■ **Stated exercise**: Render the lines below as a Markdown table with a "Row" column for the row number and a "Line" column for the line's text. Skip any blank lines.

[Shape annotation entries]
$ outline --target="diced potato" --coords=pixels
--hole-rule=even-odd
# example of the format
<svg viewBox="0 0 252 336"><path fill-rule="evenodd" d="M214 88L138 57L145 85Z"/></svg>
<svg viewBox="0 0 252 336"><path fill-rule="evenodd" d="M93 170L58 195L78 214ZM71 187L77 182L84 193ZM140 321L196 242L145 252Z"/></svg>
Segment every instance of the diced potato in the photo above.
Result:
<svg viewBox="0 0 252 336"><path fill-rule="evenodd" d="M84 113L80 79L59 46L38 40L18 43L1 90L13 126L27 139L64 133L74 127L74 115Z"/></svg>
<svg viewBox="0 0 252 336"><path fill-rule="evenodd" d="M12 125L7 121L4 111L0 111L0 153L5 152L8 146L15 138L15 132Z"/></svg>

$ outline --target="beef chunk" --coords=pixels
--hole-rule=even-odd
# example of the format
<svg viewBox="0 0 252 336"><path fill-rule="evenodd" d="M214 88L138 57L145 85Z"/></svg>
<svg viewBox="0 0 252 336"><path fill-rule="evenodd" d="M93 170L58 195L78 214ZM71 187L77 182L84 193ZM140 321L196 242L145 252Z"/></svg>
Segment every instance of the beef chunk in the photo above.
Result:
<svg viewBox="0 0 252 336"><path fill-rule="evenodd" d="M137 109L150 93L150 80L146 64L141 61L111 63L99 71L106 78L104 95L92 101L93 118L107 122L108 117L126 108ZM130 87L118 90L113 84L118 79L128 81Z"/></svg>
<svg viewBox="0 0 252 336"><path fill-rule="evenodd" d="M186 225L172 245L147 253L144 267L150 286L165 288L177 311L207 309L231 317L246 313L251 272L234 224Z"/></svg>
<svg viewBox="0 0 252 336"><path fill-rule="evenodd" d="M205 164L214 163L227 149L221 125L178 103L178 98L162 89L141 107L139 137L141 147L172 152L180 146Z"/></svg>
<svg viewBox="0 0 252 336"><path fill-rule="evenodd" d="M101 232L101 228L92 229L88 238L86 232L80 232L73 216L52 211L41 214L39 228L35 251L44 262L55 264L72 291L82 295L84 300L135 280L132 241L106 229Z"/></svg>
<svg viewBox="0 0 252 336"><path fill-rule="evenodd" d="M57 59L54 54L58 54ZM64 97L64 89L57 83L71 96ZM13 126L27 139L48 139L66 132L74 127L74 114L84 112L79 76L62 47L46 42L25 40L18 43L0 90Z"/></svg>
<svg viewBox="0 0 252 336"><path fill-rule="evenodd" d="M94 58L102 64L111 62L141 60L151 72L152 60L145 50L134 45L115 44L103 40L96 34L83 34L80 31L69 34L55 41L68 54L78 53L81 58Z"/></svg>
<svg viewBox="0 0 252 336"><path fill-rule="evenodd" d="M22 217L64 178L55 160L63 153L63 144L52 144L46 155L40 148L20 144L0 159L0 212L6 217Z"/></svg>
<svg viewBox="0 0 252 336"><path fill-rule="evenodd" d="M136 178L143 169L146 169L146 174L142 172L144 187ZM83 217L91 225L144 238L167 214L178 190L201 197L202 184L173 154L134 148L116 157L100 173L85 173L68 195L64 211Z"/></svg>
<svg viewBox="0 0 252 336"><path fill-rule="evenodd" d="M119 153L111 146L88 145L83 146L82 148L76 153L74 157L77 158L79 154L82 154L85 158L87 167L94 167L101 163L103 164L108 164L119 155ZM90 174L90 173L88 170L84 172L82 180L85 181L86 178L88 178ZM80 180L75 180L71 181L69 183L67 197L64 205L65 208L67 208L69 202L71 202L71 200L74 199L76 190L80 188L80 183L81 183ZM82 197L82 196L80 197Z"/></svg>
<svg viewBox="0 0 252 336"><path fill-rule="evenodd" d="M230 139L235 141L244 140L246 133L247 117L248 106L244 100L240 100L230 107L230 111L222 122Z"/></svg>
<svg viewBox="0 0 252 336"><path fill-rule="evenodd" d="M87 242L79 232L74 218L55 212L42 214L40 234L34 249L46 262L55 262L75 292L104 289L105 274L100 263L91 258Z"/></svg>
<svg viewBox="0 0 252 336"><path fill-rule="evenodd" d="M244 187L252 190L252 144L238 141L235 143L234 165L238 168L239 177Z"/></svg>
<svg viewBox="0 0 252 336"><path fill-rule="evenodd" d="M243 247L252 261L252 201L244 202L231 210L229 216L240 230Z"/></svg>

■ **Answer to this problem**:
| Row | Line |
|---|---|
| 1 | $ outline --target="diced potato" --coords=pixels |
| 2 | --hole-rule=even-odd |
| 3 | # example of the format |
| 4 | <svg viewBox="0 0 252 336"><path fill-rule="evenodd" d="M214 88L138 57L145 85Z"/></svg> |
| 5 | <svg viewBox="0 0 252 336"><path fill-rule="evenodd" d="M93 170L58 195L78 214ZM71 187L77 182L84 193ZM140 321L196 242L145 252Z"/></svg> |
| 6 | Segment every instance of the diced potato in the photo above. |
| 7 | Result: |
| 8 | <svg viewBox="0 0 252 336"><path fill-rule="evenodd" d="M84 113L80 79L59 46L38 40L18 43L1 90L13 126L27 139L64 133L74 127L74 115Z"/></svg> |
| 9 | <svg viewBox="0 0 252 336"><path fill-rule="evenodd" d="M12 125L7 121L4 111L0 111L0 153L5 152L8 146L15 138L15 132Z"/></svg> |
| 10 | $ outline --target="beef chunk" --coords=pixels |
| 11 | --hole-rule=even-odd |
| 12 | # example of the format |
| 13 | <svg viewBox="0 0 252 336"><path fill-rule="evenodd" d="M214 88L138 57L145 85Z"/></svg> |
| 14 | <svg viewBox="0 0 252 336"><path fill-rule="evenodd" d="M93 170L58 195L78 214ZM71 187L77 182L84 193ZM140 321L196 242L145 252Z"/></svg> |
| 15 | Segment every instance of the beef chunk in the photo above. |
| 16 | Result: |
| 17 | <svg viewBox="0 0 252 336"><path fill-rule="evenodd" d="M137 109L150 93L150 80L146 64L141 61L111 63L99 71L106 78L104 95L92 101L93 118L107 122L108 117L126 108ZM130 87L118 90L113 84L118 79L128 81Z"/></svg> |
| 18 | <svg viewBox="0 0 252 336"><path fill-rule="evenodd" d="M186 225L172 245L147 253L144 267L150 286L165 288L177 311L207 309L231 317L246 313L251 272L234 224Z"/></svg> |
| 19 | <svg viewBox="0 0 252 336"><path fill-rule="evenodd" d="M205 164L214 163L227 149L221 125L178 103L178 98L162 89L141 107L139 137L141 147L172 152L180 146Z"/></svg> |
| 20 | <svg viewBox="0 0 252 336"><path fill-rule="evenodd" d="M101 232L101 228L92 229L88 238L86 232L80 232L73 216L52 211L41 214L39 228L35 251L44 262L55 264L72 291L82 295L84 300L135 280L132 241L106 229Z"/></svg> |
| 21 | <svg viewBox="0 0 252 336"><path fill-rule="evenodd" d="M57 59L54 54L58 54ZM64 97L64 89L57 83L71 96ZM13 126L27 139L48 139L66 132L74 127L74 114L84 112L79 76L62 47L46 42L25 40L18 43L0 90Z"/></svg> |
| 22 | <svg viewBox="0 0 252 336"><path fill-rule="evenodd" d="M94 58L102 64L111 62L141 60L151 72L152 60L145 50L134 45L115 44L103 40L96 34L83 34L80 31L69 34L55 41L68 54L78 53L81 58Z"/></svg> |
| 23 | <svg viewBox="0 0 252 336"><path fill-rule="evenodd" d="M22 217L64 178L55 160L63 153L63 144L52 144L46 155L40 148L20 144L0 159L0 212L6 217Z"/></svg> |
| 24 | <svg viewBox="0 0 252 336"><path fill-rule="evenodd" d="M136 178L143 169L146 169L146 174L142 172L144 187ZM83 217L91 225L144 238L167 214L178 190L201 197L202 184L173 154L134 148L116 157L100 173L85 173L68 195L64 211Z"/></svg> |
| 25 | <svg viewBox="0 0 252 336"><path fill-rule="evenodd" d="M119 153L111 146L88 145L83 146L82 148L76 153L74 157L77 158L79 154L82 154L85 158L87 167L94 167L101 163L103 164L108 164L119 155ZM90 174L90 173L88 170L84 172L82 180L85 181L86 178L88 178ZM80 180L75 180L71 181L69 183L67 197L64 205L65 208L67 208L69 202L71 202L71 200L74 199L76 190L80 188L80 183L81 183ZM82 197L82 196L80 197Z"/></svg> |
| 26 | <svg viewBox="0 0 252 336"><path fill-rule="evenodd" d="M230 139L235 141L244 140L246 133L247 117L248 106L244 100L240 100L230 107L230 111L222 122Z"/></svg> |
| 27 | <svg viewBox="0 0 252 336"><path fill-rule="evenodd" d="M87 242L79 232L74 218L55 212L42 214L40 234L34 249L46 262L55 262L75 292L104 289L105 274L100 263L91 258Z"/></svg> |
| 28 | <svg viewBox="0 0 252 336"><path fill-rule="evenodd" d="M244 187L252 190L252 144L238 141L235 143L234 165L238 168L239 177Z"/></svg> |
| 29 | <svg viewBox="0 0 252 336"><path fill-rule="evenodd" d="M243 247L252 261L252 201L244 202L231 210L229 216L240 230Z"/></svg> |